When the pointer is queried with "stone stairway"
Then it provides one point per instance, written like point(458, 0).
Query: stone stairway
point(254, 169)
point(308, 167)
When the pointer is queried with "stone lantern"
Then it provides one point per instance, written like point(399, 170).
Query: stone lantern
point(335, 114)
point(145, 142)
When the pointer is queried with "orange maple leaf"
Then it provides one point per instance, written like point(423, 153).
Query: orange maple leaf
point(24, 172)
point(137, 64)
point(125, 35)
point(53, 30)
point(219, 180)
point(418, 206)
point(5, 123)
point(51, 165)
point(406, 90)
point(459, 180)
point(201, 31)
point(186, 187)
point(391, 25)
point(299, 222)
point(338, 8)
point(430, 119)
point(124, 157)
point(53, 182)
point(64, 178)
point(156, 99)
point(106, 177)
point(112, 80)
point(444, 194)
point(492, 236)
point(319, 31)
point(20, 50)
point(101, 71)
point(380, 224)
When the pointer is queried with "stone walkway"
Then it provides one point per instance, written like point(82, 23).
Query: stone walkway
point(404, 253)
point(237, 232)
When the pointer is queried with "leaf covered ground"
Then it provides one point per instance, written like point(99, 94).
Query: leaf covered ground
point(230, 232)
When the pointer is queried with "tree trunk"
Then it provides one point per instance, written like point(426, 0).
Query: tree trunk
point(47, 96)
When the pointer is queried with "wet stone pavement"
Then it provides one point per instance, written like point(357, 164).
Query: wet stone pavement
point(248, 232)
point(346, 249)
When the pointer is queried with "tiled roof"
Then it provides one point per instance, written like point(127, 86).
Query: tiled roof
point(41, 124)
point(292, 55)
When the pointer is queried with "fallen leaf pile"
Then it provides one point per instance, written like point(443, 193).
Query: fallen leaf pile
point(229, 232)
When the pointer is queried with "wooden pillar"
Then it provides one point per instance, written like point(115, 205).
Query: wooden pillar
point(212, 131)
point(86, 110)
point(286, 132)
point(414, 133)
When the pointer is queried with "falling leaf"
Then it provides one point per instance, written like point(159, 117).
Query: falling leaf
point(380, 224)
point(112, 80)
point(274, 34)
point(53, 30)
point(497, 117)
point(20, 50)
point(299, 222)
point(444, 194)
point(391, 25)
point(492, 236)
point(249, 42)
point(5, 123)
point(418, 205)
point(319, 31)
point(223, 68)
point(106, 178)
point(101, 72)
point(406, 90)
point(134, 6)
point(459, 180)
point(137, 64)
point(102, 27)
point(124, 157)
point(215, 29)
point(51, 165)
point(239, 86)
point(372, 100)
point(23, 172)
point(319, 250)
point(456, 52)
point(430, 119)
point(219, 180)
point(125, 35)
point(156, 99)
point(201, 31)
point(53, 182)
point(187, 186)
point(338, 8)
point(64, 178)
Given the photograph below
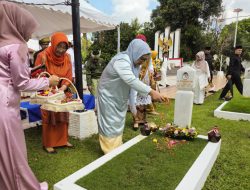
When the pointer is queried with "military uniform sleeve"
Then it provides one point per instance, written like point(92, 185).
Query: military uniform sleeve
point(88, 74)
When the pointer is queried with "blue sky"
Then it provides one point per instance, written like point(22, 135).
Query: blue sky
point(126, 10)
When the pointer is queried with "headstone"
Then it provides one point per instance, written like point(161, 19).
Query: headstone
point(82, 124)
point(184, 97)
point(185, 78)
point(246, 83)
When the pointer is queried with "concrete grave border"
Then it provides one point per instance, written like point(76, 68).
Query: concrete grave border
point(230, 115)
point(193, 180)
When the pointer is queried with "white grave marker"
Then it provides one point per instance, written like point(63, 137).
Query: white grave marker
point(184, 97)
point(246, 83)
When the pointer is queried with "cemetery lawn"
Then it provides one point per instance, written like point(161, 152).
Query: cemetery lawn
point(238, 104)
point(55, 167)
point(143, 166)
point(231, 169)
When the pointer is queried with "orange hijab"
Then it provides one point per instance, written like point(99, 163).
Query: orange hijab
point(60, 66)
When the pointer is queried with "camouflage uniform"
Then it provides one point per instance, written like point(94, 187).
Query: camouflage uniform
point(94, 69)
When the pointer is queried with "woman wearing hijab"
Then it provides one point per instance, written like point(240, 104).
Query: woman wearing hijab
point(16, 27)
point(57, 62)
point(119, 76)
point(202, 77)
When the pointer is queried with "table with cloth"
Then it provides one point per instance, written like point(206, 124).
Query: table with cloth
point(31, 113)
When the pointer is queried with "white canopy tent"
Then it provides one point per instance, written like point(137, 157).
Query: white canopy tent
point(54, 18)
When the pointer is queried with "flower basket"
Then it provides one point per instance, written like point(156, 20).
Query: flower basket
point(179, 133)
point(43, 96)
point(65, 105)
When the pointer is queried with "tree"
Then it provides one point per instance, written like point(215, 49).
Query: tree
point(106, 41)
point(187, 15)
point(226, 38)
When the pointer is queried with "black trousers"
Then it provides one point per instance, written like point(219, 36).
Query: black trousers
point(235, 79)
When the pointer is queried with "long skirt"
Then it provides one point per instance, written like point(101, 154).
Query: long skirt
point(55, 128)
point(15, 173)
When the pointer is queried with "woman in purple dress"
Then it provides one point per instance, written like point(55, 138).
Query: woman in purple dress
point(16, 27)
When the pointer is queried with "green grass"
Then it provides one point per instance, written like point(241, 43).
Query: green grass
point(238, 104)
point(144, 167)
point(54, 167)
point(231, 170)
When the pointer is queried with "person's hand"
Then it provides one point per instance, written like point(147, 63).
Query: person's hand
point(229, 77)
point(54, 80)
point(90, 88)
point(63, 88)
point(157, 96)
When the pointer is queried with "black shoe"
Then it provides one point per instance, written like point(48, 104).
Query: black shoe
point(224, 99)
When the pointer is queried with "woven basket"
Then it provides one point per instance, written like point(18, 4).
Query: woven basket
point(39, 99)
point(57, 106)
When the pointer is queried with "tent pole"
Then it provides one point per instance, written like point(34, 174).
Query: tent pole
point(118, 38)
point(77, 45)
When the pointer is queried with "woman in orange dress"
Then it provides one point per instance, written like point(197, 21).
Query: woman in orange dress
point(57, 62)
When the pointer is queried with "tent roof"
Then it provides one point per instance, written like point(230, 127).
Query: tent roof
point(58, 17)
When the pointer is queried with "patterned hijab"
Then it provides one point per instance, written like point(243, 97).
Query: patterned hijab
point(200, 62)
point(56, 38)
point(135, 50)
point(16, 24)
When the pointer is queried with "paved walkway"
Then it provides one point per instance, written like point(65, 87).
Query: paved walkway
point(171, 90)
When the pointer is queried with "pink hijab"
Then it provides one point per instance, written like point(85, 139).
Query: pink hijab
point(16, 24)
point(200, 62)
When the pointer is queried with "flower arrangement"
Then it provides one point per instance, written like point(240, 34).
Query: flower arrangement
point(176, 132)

* * *

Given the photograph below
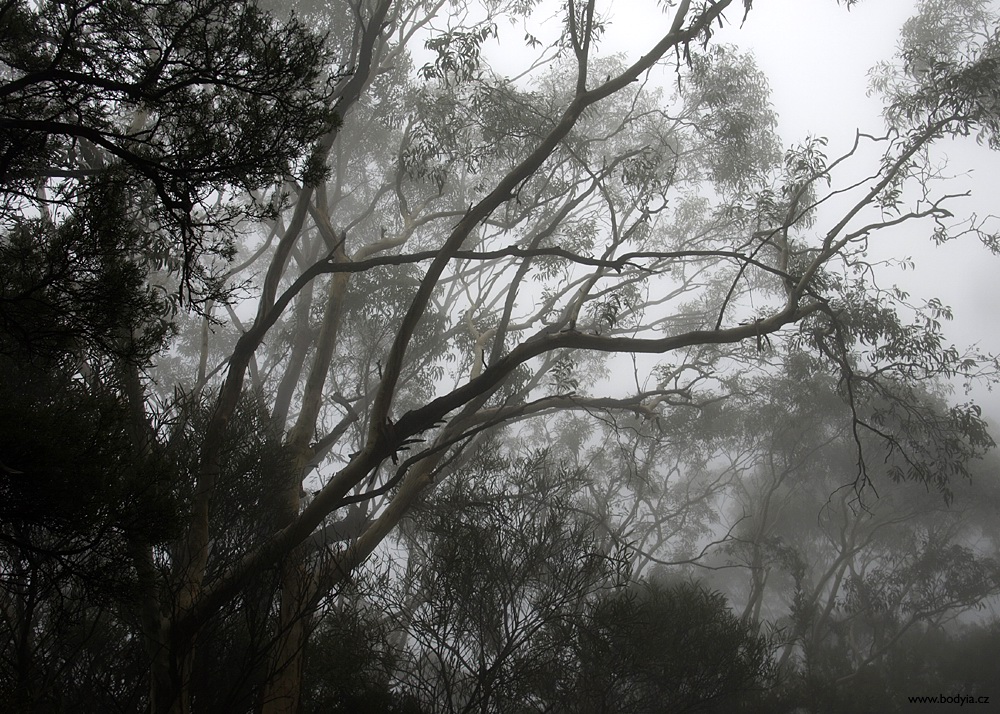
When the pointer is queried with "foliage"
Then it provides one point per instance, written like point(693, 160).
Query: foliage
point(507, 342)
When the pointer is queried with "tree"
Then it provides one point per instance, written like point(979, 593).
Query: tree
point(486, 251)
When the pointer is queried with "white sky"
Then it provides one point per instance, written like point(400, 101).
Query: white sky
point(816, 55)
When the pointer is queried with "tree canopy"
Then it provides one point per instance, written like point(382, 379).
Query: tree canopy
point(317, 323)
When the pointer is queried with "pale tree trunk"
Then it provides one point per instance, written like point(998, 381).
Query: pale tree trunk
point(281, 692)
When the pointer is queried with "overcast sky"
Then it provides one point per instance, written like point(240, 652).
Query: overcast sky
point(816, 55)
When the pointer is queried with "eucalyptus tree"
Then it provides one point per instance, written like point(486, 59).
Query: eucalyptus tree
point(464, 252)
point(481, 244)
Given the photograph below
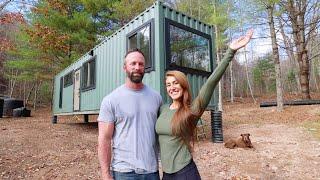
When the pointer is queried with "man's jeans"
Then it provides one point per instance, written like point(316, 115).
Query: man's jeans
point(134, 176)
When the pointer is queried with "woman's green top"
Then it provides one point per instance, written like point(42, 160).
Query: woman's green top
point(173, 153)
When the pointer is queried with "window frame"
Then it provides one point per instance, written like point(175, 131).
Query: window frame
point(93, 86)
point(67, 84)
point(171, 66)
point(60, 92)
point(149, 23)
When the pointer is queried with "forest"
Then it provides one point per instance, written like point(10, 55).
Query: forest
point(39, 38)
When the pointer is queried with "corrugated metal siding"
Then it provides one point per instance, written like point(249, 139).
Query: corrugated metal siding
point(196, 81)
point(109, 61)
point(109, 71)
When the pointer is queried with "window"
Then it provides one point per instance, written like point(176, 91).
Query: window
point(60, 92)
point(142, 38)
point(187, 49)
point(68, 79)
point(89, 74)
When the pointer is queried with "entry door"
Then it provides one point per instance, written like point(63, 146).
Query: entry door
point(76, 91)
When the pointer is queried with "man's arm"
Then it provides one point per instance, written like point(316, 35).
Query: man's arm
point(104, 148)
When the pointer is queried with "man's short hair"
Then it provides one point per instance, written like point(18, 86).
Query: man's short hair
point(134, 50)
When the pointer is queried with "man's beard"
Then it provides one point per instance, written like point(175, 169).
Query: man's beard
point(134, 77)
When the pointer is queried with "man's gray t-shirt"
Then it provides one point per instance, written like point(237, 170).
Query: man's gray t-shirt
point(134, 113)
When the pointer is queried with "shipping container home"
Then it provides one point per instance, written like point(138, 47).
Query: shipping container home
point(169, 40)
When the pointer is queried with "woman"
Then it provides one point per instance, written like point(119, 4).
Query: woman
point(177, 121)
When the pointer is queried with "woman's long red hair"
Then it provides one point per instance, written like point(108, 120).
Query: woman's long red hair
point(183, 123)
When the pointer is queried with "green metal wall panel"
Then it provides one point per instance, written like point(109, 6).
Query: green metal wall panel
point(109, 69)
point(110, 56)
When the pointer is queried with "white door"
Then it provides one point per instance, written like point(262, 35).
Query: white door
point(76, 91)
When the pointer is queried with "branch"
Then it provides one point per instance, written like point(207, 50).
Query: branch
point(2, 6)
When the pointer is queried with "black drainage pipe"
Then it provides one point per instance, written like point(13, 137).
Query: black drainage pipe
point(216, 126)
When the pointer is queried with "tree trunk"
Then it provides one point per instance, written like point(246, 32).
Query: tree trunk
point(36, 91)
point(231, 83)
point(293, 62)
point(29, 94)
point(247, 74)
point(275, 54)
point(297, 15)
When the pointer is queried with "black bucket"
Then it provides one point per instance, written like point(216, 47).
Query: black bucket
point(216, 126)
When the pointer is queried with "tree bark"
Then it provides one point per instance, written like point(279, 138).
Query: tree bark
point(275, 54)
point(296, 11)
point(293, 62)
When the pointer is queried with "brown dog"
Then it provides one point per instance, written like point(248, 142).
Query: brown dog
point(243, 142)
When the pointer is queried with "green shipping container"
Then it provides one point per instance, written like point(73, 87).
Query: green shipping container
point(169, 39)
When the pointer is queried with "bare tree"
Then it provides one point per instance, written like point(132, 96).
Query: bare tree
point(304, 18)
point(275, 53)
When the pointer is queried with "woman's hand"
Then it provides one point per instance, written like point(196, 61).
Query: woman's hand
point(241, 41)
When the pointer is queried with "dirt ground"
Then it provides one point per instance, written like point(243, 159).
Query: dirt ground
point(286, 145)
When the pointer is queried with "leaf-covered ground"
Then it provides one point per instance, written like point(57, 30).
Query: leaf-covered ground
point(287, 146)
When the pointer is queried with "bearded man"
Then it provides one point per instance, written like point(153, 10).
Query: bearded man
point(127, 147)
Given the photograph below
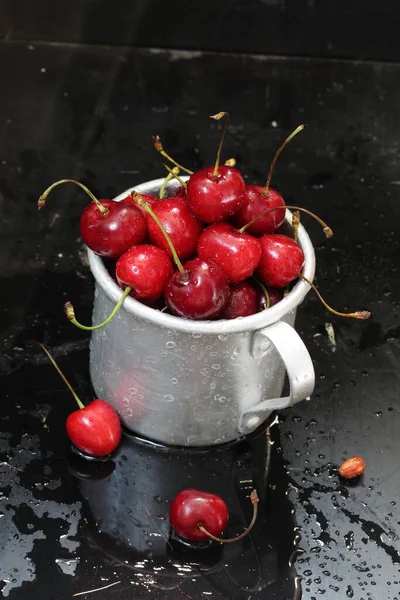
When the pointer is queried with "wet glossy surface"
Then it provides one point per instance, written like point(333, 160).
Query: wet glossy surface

### Problem
How many of the lines above include the word "surface"? Only the number should be given.

### Reply to the task
2